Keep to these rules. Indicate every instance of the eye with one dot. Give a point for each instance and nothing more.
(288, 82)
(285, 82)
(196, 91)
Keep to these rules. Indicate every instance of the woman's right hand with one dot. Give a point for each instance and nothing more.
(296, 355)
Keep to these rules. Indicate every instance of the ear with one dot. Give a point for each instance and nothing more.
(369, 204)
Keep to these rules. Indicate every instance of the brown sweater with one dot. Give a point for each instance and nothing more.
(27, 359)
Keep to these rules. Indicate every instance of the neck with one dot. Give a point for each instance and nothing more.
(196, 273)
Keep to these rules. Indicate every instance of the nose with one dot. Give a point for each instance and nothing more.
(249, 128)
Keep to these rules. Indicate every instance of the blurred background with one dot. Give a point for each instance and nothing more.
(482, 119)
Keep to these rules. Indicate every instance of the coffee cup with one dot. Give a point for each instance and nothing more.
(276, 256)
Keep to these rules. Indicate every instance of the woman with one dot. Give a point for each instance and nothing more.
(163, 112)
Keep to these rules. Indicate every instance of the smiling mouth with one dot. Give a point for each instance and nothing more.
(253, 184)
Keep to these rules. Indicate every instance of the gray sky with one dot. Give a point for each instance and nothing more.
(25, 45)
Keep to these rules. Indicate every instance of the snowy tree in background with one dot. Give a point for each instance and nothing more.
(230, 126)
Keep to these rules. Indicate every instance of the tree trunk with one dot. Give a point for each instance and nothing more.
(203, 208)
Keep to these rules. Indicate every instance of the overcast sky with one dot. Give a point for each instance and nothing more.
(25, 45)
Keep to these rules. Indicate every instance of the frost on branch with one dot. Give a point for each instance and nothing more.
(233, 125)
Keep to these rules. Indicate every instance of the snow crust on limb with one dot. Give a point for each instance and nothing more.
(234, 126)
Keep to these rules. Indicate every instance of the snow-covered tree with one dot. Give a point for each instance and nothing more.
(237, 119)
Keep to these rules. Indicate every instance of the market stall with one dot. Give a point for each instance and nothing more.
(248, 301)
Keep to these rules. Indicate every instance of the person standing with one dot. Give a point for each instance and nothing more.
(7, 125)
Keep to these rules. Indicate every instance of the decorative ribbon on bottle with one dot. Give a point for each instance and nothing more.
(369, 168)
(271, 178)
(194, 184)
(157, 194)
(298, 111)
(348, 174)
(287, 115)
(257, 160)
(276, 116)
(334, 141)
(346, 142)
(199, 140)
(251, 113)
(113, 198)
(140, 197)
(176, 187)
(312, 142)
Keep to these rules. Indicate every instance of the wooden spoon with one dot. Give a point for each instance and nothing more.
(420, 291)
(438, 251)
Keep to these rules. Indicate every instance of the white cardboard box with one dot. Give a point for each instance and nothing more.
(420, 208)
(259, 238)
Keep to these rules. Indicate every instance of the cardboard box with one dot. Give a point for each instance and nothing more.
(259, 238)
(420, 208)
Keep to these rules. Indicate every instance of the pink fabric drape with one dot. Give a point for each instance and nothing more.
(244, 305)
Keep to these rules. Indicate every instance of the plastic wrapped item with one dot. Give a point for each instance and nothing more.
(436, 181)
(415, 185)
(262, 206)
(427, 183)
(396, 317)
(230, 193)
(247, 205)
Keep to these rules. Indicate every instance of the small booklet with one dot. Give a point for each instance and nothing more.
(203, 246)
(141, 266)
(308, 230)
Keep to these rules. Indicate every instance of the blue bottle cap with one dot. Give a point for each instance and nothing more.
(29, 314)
* * *
**BRIEF**. Output exactly the lines between the one containing "Keep to these rules. Indicate every instance of the small" and the final line above, both inclusive.

**WORKED SOLUTION**.
Keep to these rules. Indicate every instance of the small booklet with one dot. Give a point for each instance and nothing more.
(203, 246)
(141, 266)
(308, 230)
Keep to these rules. Indicate every instance of the blue bottle cap with one dot. Give a point for each instance and nothing more.
(29, 314)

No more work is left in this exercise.